**Assigned task:** Up to and including the final line, retype each line of the records below, starting with the one that contains "Indicate every instance of the earlobe".

(Items listed in a dataset)

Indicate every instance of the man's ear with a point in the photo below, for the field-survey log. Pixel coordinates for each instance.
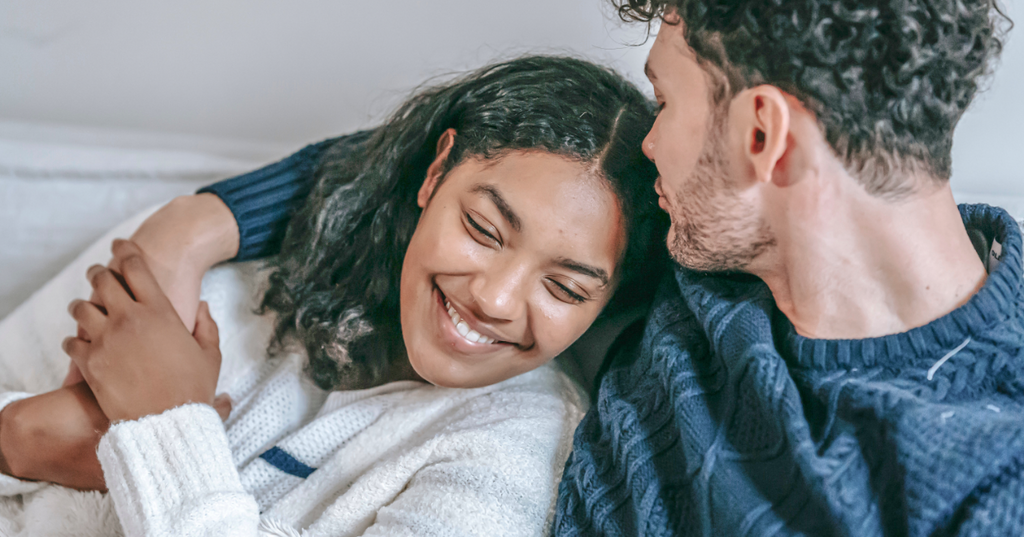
(436, 168)
(766, 130)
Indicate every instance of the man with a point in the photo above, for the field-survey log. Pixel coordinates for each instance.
(856, 368)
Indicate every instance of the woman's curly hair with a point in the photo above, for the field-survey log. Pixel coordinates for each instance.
(335, 284)
(888, 79)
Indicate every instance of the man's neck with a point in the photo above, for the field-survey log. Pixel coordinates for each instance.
(861, 266)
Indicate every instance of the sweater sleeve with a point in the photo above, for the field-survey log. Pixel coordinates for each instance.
(172, 473)
(263, 201)
(12, 486)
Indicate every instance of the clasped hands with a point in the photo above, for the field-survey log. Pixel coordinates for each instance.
(136, 358)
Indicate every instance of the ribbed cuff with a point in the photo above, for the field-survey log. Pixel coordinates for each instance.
(12, 486)
(161, 467)
(263, 201)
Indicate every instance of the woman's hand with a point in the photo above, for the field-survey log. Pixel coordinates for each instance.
(53, 437)
(179, 243)
(135, 353)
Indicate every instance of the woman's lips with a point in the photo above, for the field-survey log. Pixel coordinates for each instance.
(457, 332)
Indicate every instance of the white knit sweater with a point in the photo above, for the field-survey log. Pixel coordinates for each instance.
(406, 458)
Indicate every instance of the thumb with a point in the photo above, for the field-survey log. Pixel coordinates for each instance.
(206, 332)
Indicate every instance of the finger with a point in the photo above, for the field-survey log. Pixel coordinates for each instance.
(140, 280)
(108, 288)
(222, 404)
(89, 318)
(74, 376)
(207, 334)
(78, 349)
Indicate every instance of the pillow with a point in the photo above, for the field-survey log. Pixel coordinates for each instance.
(61, 188)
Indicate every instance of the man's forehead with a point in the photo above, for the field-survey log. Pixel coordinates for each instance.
(669, 42)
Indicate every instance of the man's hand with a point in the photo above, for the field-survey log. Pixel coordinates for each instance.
(137, 356)
(53, 437)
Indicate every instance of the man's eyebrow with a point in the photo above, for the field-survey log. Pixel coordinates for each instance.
(585, 269)
(503, 206)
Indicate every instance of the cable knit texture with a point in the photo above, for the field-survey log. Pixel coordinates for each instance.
(263, 201)
(404, 458)
(725, 421)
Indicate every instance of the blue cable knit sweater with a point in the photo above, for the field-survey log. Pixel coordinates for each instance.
(725, 421)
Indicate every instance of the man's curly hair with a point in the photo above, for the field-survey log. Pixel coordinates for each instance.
(887, 79)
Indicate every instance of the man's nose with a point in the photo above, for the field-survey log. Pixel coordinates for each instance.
(648, 145)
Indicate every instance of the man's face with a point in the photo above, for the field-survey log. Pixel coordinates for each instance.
(716, 217)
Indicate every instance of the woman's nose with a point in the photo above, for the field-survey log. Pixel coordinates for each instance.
(500, 292)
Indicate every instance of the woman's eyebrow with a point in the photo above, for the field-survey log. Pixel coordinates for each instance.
(585, 269)
(503, 206)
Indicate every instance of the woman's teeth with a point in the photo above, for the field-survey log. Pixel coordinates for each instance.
(463, 328)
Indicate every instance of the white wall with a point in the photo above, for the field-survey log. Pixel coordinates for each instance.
(287, 73)
(989, 140)
(265, 70)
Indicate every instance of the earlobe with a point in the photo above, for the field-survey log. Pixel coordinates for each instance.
(769, 131)
(436, 169)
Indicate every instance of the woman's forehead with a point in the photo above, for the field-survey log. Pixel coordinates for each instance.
(553, 200)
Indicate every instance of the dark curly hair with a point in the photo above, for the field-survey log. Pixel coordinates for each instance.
(335, 283)
(887, 79)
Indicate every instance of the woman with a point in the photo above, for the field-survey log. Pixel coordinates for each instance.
(463, 244)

**Output of the task:**
Indicate every instance of the earlobe with a point in the photo above, for the field-survey log. Pixel coordinates for each instance.
(769, 131)
(436, 169)
Indicate every instance of the woman's forehead with a point in the photo above, for the field-survey log. Pixel coordinates for each instance.
(553, 200)
Indicate every instance of the dark curly hair with a point in the photo above, for the field-survey log. Pixel coordinates for each instance.
(335, 283)
(887, 79)
Indicate every instance of the woman with a point in the photo above, for the field-survey log. Pixel coordinates for each instance.
(463, 244)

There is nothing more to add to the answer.